Brano proposto:

L'ultimo tentativo rivoluzionario, avvenuto in Russia nel 1917, è stato caratterizzato dalla famosa parola d'ordine di Lenin "trasformare la guerra imperialista in guerra civile", fatta propria in seguito dall'Internazionale Comunista. Oggi il contesto è completamente cambiato, dato che è in corso una guerra civile strisciante, e non solo negli Usa. Nell'ultimo numero della rivista abbiamo visto che l'origine del wargame è antica ed è legata ai giochi da tavolo, e che l'interazione fra due soggetti che compiono scelte razionali per vincere, cioè per influenzare l'esito finale, può essere tradotta in calcolo e adoperata per la realizzazione dei modelli di realtà. Da questi modelli deduciamo che è improbabile lo "scoppio" di una guerra mondiale di tipo classico, con schieramenti imperialistici netti e dualistici. Il mondo è troppo grande per il controllo ad opera di un solo paese, ma è altresì troppo piccolo per garantire sviluppo e profitti per tutti. Nel conflitto bellico moderno non ci sono più i fantaccini terrestri che si sparano dalle trincee e che possono fraternizzare al fronte, si fa perciò difficile trasformare la guerra imperialista in guerra civile.

Voci del dataset:
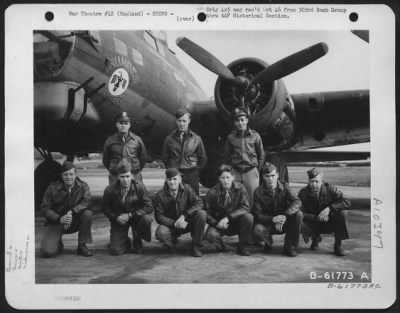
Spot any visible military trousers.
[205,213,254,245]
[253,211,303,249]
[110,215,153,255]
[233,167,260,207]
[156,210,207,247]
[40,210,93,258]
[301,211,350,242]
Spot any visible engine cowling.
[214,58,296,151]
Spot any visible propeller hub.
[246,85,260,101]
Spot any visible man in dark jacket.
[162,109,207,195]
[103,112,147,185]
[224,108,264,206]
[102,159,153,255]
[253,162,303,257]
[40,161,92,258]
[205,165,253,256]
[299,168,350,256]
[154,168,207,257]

...

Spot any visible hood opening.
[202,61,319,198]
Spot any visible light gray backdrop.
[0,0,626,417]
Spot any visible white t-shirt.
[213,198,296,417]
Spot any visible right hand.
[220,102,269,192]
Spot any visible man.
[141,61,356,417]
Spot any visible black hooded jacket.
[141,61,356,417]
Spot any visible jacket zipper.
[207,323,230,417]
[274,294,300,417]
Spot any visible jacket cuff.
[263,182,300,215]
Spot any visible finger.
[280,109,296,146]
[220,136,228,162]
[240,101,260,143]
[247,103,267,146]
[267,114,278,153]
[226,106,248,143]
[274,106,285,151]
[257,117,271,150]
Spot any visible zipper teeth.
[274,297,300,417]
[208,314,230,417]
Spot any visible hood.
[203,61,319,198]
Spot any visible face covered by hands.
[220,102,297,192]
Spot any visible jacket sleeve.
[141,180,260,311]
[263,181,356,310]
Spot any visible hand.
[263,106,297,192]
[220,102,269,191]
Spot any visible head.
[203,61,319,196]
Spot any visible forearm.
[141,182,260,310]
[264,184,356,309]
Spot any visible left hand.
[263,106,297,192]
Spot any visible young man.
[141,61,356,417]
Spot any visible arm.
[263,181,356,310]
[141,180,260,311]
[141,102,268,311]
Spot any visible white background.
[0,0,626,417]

Applica quanto letto:
a) Rispondi a queste domande sul brano sulla guerra civile:
(i) In quale paese e in quale anno è avvenuto l'ultimo tentativo rivoluzionario?
(ii) A che cosa è legata l'origine del wargame?
(iii) Chi non c'è più nel conflitto bellico moderno?
b) Scrivi il seguito del brano sulla guerra civile, cominciando dopo la sua ultima frase.

Risposte per esercizio:
a)
(i) In Russia, nel 1917.
(ii) Ai giochi da tavolo.
(iii) I fantaccini terrestri che si sparano dalle trincee e che possono fraternizzare al fronte.

b)
Gli Usa sono maestri nella compellenza, cioè nel far perdere la guerra agli altri senza combattere. Sopportano benissimo che la Cina possieda buona parte del loro debito pubblico, ma devono contenerne l'espansione commerciale accusandola di "aggressione economica". Se, come dice Trump, si vuole fare tornare l'America grande ("Make America Great Again"), è perché questa è diventata piccola. Negli anni '50 gli Usa hanno raggiunto il loro massimo livello di sviluppo, riuscendo a proiettare la propria immagine sul resto del mondo, come nemmeno l'Impero Romano era riuscito a fare. Il presidente Eisenhower sosteneva che l'America doveva vincere la guerra per dominare il mondo. Solo che vincere una guerra globale, a lungo andare, è peggio che perderla perché poi bisogna colonizzare le popolazioni. Gli Usa non possono più tornare ad essere quello che erano decenni fa, non possono avere di nuovo un periodo postguerra mondiale fatto di ricostruzioni e boom economico. Gore Vidal ha compreso per tempo che gli Stati Uniti stavano entrando in uno stato di guerra civile permanente (La fine della libertà; Le menzogne dell'impero e altre tristi verità).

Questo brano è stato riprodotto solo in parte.